## Text segment

For example (EUR/USD):
Let’s say I bought at this 1.17246 level here. Then my first possible target would be at this swing high over here at 1.18929:
So once the trade hits that swing high, my first profit target is met, and I will exit half of my position. That is when I will pull out the Chandelier Kroll Stop and start to trail my stop loss for the remaining position.
So eventually, when the price closes below the blue line, I will exit my remaining position.
Hey Rayner, does the spread of the currency pair make a difference to our trading?
Yes, some exotic pairs like USD/MXN or USD/NOK will have large spreads. These are the markets which you don’t want to be day trading because the spread will kill your trade.
Imagine you have 100 pips stop loss, and you pay about 25 to 30 pips just for the spread, it’s ridiculous.
So for day trading or short-term trading, avoid trading these kinds of exotic pairs with wide spreads.
The only time when you can trade these kinds of exotic pairs with wide spreads is if you’re trading off the daily or weekly timeframe. That might make sense because the spread will only be a small fraction of your stop loss.
Because let’s say if you’re trading on the daily timeframe, you’re buying the USD/MXN, your stop loss could be like 500 pips. Then if the spread is like 30, 40 pips, that’s still quite reasonable, probably 10% the size of your stop loss, so it’s still reasonable because of your wide stop loss.
We're all learning the support and resistance, so everyone will be waiting at these levels, but sometimes it doesn't come to your favour. So what's another good approach for this type of trading?
This is where the market structure comes into play. As you know, we define trends into three categories:
- Strong trend – price tends to respect the 20 MA
- Healthy trend – price tends to respect the 50 MA or previous resistance turned support
- Weak trend – price tends to respect the 200 MA and respect support resistance
So it’s important not to only focus on weak trends or support resistance market or range market conditions. Because in a strong trending market, the price may not reverse to the levels that you’re looking at.

## Data provided
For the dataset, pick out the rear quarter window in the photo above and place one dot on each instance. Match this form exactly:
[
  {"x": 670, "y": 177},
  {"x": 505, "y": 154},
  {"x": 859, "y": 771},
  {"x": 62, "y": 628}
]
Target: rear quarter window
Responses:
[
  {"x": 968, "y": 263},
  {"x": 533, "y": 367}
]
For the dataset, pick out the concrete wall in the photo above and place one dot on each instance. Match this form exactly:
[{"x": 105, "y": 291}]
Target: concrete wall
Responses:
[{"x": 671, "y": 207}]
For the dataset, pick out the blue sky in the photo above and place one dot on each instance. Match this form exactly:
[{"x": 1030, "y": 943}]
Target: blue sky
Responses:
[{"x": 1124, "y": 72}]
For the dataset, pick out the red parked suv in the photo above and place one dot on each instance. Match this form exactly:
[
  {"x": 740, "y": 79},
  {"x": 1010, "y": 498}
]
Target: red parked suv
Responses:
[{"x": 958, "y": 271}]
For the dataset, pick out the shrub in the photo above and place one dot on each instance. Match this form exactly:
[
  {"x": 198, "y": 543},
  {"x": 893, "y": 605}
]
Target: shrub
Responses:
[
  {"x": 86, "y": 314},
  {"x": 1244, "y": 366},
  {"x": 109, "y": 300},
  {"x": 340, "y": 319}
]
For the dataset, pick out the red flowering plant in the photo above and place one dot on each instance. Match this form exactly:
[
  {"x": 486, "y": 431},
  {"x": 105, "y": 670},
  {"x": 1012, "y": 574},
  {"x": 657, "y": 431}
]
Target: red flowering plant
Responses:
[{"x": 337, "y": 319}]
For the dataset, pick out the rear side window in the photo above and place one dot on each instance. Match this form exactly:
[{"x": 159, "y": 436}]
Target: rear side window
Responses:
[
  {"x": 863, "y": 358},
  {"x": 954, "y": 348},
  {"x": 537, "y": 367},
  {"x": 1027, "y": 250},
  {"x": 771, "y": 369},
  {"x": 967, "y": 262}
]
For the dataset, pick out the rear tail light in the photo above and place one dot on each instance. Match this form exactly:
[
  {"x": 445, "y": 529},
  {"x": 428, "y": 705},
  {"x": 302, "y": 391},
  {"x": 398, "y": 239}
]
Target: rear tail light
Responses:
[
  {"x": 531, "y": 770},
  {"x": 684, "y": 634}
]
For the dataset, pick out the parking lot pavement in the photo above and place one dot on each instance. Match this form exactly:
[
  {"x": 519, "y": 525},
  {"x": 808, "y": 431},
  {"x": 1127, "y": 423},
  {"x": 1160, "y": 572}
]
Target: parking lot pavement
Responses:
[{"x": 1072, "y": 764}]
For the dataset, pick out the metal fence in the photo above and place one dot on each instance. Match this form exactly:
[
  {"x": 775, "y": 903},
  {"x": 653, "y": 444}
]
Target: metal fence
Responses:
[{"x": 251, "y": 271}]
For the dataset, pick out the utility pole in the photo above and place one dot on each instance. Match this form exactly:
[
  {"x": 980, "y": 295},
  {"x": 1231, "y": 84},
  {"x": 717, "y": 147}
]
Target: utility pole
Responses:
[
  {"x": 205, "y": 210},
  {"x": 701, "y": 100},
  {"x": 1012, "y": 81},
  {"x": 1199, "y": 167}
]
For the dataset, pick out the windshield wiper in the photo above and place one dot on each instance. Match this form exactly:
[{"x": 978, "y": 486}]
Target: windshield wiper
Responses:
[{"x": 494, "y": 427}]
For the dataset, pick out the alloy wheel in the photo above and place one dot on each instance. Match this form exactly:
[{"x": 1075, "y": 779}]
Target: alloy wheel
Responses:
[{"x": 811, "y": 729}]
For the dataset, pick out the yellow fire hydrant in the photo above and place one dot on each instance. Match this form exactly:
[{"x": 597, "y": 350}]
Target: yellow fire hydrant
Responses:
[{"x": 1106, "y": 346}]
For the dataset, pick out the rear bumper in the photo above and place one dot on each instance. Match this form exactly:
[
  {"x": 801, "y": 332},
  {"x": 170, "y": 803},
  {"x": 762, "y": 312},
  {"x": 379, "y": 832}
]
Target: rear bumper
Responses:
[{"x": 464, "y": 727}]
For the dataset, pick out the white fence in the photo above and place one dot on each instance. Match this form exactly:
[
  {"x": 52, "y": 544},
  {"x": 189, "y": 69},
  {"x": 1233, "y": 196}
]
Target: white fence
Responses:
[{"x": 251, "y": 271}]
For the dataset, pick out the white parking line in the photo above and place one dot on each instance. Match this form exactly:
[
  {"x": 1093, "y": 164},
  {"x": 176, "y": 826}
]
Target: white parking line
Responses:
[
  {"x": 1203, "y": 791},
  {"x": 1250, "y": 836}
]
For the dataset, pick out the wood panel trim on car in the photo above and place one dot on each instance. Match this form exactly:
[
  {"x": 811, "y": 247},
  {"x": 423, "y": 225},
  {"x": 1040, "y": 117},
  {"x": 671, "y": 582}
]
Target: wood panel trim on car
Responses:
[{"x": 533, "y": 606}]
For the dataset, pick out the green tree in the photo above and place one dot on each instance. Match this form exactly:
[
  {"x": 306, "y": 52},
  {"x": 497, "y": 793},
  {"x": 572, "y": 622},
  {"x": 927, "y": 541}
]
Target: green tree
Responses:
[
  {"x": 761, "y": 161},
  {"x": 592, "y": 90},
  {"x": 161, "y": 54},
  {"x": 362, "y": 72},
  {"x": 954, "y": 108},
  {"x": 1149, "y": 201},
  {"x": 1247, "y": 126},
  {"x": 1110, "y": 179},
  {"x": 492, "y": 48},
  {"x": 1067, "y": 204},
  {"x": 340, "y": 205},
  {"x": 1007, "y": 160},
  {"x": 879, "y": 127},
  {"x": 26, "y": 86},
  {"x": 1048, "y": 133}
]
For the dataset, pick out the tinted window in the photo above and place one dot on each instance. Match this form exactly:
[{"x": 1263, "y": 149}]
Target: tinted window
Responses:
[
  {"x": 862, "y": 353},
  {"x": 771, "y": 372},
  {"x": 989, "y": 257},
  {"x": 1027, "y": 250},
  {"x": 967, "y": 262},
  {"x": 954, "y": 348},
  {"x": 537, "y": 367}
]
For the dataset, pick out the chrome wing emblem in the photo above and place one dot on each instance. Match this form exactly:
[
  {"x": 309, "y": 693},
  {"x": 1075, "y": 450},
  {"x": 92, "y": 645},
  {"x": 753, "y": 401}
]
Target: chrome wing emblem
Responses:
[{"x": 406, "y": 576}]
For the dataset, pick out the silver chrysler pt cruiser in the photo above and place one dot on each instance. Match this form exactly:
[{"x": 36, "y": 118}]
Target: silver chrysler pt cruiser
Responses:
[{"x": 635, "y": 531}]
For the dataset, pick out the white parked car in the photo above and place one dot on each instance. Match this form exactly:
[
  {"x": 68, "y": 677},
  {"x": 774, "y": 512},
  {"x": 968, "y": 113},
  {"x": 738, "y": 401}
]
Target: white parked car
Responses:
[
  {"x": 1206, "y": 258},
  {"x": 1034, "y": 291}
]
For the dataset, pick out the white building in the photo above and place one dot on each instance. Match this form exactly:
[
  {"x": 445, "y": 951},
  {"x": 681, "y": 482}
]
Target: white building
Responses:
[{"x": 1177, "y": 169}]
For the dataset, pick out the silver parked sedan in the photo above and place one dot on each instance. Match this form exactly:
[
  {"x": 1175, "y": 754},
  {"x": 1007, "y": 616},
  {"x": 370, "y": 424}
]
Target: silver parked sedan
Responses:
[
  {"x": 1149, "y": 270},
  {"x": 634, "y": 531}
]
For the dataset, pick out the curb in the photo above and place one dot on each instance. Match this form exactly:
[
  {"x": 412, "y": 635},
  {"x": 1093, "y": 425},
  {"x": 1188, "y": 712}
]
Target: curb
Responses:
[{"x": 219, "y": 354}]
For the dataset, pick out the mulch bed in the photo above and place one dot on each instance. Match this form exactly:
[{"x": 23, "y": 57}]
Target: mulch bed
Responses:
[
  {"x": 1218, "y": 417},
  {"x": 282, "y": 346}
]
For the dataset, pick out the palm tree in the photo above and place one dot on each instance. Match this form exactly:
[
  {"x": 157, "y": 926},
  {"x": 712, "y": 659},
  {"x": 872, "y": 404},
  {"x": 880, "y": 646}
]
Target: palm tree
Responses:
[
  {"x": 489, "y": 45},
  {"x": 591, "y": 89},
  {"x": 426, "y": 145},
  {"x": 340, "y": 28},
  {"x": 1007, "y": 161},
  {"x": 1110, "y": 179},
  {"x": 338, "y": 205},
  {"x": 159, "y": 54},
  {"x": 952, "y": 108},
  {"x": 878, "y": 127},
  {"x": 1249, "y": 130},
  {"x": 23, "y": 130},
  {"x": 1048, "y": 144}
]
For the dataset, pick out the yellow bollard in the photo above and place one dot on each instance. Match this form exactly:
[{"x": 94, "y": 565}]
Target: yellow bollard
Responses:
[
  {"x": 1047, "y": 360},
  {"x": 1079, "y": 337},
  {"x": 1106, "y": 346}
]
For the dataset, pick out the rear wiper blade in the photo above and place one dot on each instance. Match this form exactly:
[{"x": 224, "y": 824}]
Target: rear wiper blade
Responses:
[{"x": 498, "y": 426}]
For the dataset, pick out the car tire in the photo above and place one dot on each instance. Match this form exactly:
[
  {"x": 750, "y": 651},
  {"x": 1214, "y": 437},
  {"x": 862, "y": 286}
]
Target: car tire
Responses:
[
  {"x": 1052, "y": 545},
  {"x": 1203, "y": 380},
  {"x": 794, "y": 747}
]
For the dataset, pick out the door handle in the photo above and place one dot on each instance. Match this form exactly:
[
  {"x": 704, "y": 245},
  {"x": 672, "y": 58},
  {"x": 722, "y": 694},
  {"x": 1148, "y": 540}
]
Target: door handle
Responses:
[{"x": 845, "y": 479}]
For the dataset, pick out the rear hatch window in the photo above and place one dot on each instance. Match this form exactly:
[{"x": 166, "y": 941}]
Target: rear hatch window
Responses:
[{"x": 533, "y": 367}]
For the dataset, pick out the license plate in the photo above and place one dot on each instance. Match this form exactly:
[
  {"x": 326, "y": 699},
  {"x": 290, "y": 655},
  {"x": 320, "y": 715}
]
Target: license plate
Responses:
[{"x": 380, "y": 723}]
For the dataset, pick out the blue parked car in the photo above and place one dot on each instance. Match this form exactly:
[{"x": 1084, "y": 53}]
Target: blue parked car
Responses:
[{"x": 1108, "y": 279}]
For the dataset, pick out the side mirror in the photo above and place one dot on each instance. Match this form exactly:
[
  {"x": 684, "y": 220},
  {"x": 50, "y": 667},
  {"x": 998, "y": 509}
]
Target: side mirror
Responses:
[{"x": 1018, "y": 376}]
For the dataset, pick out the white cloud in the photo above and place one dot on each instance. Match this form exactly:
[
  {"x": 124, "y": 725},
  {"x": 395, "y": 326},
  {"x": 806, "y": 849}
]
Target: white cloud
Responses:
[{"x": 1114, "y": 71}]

## Instruction 1
Summarize the trading excerpt above in three sentences.
## Instruction 2
Pick out every line of the rows above that contains the word "green", and copy each one.

## Complete answer 1
After exiting half the position at a first profit target such as a swing high, the trader trails the stop loss on the rest with the Chandelier Kroll Stop and exits once price closes below the blue line. Exotic pairs like USD/MXN or USD/NOK have large spreads, so they should be avoided for day or short-term trading but can make sense on daily or weekly timeframes, where the spread is only a small fraction of a wide stop loss. Trends are divided into strong, healthy and weak categories, and traders should not focus only on weak trends or support and resistance, because in a strong trend price may not reverse to the levels they are watching.

## Complete answer 2
For the dataset, pick out the green tree in the photo above and place one dot on each instance. Match this form exactly:
Target: green tree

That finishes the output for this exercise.